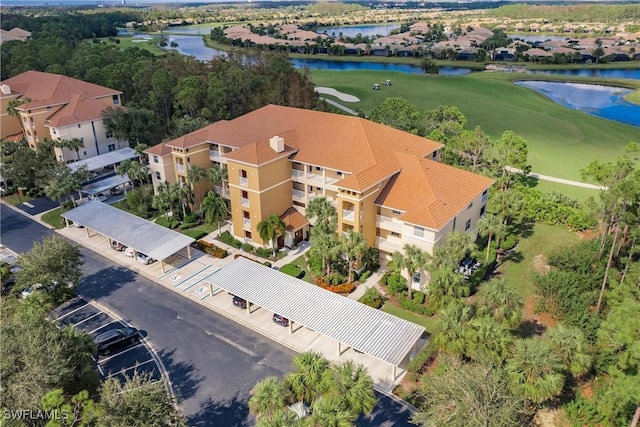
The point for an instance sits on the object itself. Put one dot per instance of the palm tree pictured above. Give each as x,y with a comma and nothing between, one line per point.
453,327
354,246
269,399
352,386
306,381
570,345
501,301
270,229
164,198
413,260
534,371
214,209
490,226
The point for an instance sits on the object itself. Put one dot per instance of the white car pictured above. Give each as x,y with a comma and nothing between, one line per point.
98,197
145,259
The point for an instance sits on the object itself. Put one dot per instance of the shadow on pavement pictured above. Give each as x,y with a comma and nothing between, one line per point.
105,282
182,375
232,413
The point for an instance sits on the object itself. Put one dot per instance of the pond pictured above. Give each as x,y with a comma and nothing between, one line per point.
602,101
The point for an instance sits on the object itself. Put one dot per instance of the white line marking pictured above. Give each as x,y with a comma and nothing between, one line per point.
118,354
100,327
84,320
130,367
72,311
231,343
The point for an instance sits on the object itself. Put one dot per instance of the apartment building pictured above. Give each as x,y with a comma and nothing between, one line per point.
57,107
384,183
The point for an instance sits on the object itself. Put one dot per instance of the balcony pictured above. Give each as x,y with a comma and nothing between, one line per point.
349,215
297,195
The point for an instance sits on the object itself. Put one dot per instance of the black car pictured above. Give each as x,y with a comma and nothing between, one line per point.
282,321
116,338
239,302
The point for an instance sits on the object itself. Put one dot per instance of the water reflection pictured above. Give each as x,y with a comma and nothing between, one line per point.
601,101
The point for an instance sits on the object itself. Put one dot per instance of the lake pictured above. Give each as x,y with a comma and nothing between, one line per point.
602,101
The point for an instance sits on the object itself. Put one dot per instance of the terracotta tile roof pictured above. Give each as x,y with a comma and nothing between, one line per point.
79,109
46,89
430,193
293,219
161,149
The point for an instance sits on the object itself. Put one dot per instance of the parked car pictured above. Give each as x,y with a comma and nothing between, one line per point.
116,338
98,197
116,191
280,320
239,302
145,259
117,246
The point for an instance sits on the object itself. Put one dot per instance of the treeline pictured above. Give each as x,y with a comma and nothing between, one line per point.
173,94
613,14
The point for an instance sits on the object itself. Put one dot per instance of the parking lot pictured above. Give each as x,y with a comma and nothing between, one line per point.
124,362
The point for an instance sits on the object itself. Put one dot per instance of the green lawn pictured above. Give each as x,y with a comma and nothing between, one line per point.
561,141
544,240
54,218
428,323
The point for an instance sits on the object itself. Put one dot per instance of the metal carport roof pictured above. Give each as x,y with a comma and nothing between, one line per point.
359,326
151,239
104,160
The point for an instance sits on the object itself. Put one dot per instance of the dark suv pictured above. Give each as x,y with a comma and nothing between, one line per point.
239,302
116,338
282,321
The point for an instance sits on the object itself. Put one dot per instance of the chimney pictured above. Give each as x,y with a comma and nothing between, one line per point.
277,144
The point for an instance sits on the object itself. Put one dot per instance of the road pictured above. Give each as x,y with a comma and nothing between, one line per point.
212,362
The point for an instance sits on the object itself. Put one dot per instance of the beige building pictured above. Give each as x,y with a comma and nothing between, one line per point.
385,183
57,107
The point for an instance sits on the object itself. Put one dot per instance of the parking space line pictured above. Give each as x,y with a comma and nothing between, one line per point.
......
Copy out exactly the line that holds "of the chimney" and all remaining lines of the listing, both the first and the last included.

The point for an instance sits on the object itself. Put one dot per instance of the chimney pictured above. Give each as x,y with a comma and nothing between, one line per point.
277,144
The point for an instance sits on the object itself. Put one dot per instance of the road pictured above. Give each as x,y with a comma and nothing between, one line per point.
212,362
The point for an instance sits on the object itself. Put one dot per instance of the beige building pictured above. Give each as x,y with a comma and nothing between, one line per point.
385,183
57,107
The point for an instance sits on the object itself. Put one dot per instance of the parking space line pictured above. Give each as x,y with a comma and nothing between, one line per point.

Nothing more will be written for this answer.